Aim of the exercise =
The required output is the exact run of lines below that opens at the line with "Target: beige knit sweater" and closes at the line with "Target: golden brown pastry".

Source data
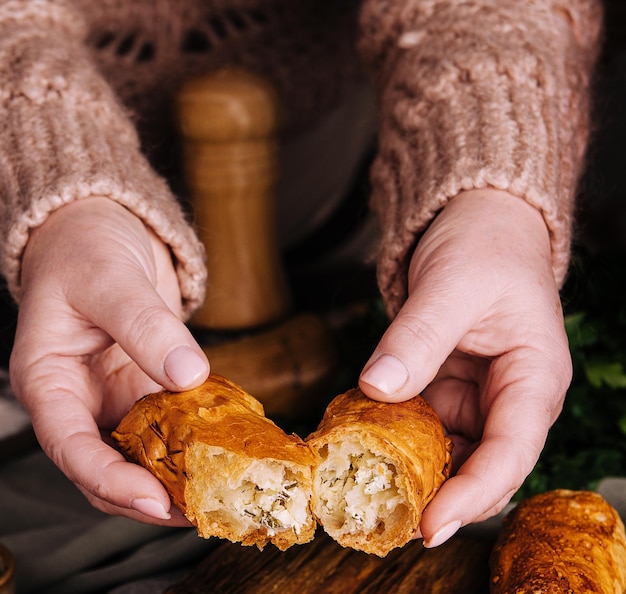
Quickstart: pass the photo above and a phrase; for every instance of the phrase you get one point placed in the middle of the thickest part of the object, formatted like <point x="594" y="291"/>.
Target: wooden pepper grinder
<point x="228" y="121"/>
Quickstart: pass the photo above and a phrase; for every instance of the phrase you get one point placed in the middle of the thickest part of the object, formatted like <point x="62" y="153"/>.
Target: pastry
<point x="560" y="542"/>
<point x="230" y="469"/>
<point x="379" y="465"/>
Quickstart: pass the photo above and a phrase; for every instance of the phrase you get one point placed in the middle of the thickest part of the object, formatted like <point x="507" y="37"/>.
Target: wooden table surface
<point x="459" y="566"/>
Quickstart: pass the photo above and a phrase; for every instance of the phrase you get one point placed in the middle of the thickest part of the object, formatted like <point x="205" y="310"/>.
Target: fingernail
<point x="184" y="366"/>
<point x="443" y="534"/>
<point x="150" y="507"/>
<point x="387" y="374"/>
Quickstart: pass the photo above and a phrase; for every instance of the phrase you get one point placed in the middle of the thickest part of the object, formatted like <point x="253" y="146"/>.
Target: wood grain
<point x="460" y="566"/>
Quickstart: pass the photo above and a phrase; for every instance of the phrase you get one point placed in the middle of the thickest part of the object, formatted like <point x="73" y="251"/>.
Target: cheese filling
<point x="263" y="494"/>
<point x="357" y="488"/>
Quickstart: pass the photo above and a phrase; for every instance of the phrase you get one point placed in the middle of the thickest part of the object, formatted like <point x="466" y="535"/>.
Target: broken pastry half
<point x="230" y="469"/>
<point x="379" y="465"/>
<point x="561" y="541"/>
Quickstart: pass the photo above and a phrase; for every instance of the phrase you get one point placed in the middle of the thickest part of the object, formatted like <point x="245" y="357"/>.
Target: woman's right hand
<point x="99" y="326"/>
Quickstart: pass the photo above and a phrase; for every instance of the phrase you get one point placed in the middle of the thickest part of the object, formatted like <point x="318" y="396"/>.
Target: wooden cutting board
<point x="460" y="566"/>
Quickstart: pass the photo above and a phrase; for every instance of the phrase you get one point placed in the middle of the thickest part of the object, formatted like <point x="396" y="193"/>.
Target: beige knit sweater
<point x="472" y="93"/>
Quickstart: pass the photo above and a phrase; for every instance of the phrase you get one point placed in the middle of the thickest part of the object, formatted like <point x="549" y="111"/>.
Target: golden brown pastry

==

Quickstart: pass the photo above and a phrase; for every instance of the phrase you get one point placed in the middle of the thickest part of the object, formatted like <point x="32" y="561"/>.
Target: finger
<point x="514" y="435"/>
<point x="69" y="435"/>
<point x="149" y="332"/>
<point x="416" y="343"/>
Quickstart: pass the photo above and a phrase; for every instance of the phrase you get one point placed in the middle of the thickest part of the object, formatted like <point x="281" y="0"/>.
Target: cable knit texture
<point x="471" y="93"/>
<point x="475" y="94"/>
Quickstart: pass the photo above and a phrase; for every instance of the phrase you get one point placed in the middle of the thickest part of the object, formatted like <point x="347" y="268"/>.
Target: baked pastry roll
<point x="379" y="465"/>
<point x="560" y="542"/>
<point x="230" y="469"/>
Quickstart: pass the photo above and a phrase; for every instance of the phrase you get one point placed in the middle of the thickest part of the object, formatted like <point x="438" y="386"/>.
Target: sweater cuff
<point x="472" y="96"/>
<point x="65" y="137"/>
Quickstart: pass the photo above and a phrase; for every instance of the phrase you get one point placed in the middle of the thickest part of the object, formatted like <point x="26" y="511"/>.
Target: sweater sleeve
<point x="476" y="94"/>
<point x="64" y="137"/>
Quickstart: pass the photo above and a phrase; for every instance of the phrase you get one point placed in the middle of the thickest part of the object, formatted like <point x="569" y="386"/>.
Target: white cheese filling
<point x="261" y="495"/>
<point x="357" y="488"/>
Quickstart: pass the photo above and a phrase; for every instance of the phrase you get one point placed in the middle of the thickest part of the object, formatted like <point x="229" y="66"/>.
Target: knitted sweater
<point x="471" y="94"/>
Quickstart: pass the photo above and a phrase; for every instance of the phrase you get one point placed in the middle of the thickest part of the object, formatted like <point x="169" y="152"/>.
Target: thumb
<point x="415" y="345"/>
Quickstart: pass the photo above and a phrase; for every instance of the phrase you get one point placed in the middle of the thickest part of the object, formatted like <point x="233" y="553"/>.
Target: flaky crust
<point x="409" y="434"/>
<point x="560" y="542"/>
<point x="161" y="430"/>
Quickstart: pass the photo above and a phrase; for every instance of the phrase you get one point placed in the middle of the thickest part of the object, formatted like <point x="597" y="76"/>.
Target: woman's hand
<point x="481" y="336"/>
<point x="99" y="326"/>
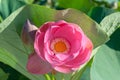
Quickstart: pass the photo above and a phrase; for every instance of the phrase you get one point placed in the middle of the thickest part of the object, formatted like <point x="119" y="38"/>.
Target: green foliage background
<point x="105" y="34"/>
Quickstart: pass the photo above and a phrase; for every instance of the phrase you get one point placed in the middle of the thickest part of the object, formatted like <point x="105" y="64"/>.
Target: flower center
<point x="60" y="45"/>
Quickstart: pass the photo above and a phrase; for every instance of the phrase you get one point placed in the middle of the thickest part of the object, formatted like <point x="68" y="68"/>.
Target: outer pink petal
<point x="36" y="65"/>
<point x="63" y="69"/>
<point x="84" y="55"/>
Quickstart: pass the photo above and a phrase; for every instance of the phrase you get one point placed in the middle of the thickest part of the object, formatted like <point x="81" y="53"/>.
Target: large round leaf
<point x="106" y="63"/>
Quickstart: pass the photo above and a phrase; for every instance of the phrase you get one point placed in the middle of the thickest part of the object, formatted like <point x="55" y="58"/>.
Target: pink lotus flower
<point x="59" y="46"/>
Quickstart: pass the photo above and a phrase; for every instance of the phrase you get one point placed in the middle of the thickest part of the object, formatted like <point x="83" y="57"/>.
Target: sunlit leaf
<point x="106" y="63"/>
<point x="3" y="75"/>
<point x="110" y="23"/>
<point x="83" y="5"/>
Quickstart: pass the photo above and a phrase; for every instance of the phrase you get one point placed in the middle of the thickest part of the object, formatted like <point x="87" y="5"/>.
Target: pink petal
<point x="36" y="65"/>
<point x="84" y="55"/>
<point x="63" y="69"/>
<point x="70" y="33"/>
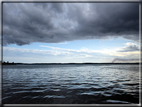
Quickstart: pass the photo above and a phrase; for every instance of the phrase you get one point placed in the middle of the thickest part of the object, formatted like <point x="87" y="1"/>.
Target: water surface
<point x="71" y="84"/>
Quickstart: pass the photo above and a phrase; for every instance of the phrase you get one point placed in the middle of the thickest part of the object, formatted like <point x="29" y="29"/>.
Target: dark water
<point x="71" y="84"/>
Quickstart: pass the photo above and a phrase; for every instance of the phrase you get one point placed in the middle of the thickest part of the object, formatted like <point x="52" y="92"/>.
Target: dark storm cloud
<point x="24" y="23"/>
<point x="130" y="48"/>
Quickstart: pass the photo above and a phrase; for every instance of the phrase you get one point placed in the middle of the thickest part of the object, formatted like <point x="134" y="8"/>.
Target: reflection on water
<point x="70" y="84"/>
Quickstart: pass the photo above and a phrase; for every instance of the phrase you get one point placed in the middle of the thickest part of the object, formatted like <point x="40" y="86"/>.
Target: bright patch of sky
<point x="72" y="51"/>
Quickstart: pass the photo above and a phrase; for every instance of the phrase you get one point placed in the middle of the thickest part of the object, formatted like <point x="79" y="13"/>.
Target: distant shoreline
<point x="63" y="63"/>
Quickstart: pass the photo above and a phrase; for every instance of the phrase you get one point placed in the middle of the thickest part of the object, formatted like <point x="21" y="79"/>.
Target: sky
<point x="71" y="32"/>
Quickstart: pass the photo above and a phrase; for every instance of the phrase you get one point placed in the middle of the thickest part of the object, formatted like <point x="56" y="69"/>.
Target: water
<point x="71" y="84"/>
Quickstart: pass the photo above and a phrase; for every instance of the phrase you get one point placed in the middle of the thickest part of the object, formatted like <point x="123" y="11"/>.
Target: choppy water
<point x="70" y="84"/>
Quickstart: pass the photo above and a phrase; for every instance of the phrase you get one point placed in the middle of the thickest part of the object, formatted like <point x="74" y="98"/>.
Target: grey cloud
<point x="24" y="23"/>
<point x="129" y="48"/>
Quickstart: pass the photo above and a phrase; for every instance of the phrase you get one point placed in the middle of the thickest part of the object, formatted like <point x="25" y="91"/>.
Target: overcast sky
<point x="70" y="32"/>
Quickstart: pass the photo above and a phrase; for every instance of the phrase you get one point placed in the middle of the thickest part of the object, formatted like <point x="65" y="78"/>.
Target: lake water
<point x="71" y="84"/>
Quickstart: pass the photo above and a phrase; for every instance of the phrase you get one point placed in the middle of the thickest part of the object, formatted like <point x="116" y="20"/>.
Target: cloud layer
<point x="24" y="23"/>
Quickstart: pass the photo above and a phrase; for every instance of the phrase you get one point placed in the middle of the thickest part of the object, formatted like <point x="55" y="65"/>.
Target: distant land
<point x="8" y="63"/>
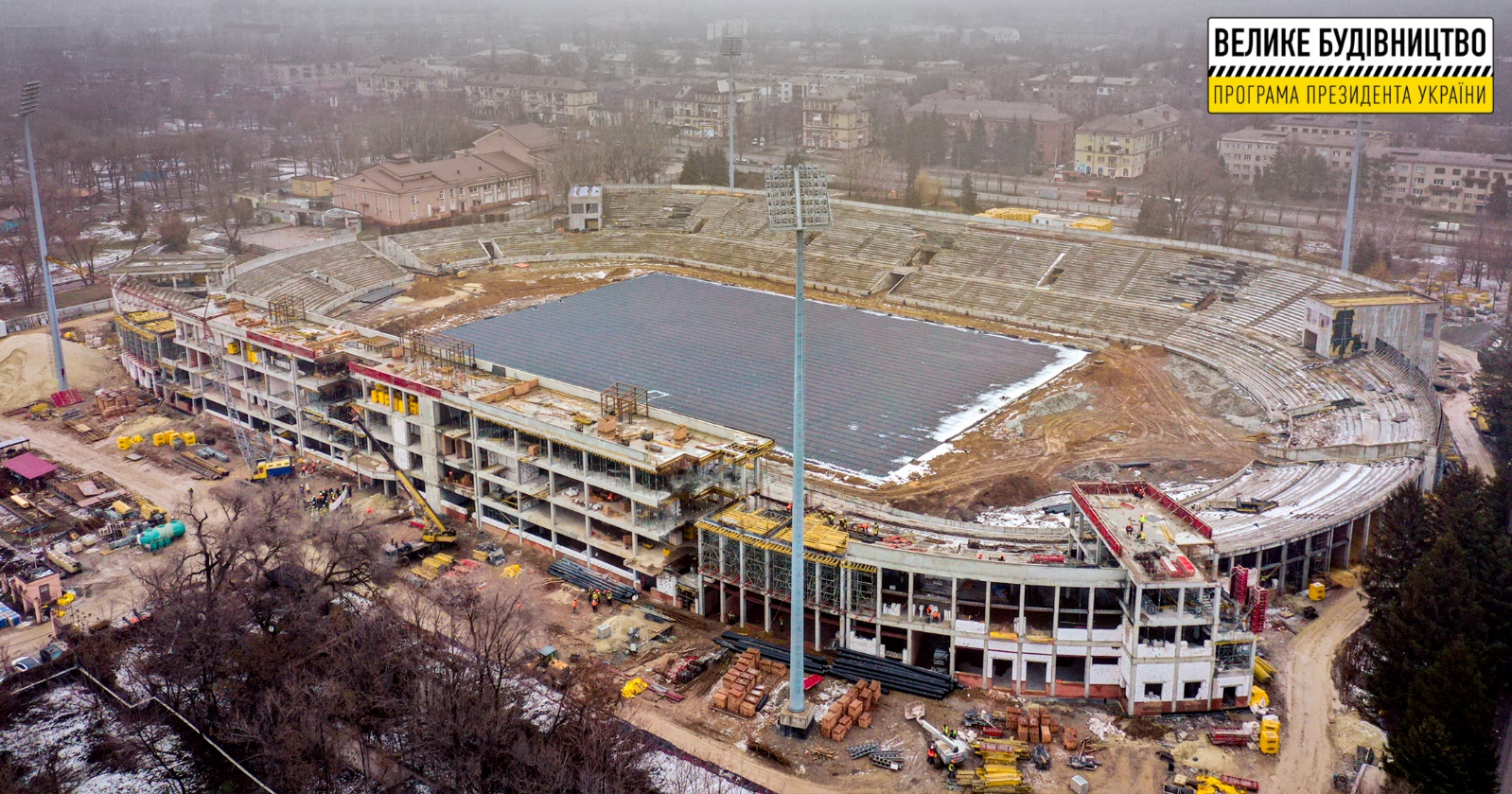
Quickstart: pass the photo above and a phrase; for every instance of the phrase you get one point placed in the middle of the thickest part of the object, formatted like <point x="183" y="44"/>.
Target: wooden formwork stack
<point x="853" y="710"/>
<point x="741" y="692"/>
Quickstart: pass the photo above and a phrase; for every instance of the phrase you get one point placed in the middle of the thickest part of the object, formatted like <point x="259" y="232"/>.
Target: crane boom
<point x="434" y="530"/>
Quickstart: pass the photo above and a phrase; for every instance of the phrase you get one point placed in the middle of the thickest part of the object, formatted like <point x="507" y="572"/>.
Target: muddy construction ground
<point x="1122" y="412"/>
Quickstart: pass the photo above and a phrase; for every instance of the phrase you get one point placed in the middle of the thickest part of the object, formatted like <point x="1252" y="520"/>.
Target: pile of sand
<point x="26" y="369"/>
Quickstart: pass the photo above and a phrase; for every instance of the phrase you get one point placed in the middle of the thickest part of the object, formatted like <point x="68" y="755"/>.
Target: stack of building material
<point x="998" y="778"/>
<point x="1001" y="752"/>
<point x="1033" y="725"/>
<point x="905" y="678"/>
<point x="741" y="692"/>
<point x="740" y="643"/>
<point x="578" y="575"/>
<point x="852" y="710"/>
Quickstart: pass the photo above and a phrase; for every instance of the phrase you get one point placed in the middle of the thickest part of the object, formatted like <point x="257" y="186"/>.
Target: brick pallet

* * *

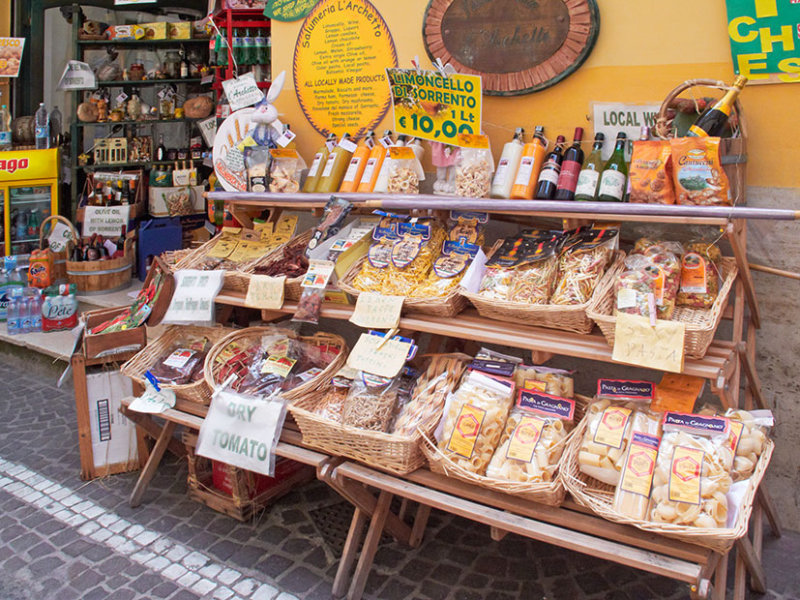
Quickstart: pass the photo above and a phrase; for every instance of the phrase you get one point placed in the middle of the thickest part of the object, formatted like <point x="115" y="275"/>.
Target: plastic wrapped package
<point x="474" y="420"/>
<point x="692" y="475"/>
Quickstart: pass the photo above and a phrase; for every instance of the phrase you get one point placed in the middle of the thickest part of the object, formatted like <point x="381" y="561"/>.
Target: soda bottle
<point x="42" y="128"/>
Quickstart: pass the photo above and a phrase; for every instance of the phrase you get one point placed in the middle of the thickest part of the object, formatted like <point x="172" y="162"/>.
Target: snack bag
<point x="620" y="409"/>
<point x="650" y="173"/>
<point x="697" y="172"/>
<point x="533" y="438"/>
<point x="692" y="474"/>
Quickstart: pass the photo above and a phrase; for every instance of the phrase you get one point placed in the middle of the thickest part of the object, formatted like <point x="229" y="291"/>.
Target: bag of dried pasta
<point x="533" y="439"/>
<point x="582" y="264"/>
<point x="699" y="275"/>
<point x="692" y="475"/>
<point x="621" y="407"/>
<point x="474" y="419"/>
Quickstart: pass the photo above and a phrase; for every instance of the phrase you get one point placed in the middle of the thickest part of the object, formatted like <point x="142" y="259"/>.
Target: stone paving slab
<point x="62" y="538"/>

Answer for this exercise =
Target: beige knit sweater
<point x="472" y="93"/>
Quickstart: pass the photo above and a phrase; for every instance of the phrase you get one point placed in the middle of the thickest part of the object, formatted like <point x="549" y="111"/>.
Target: golden brown pastry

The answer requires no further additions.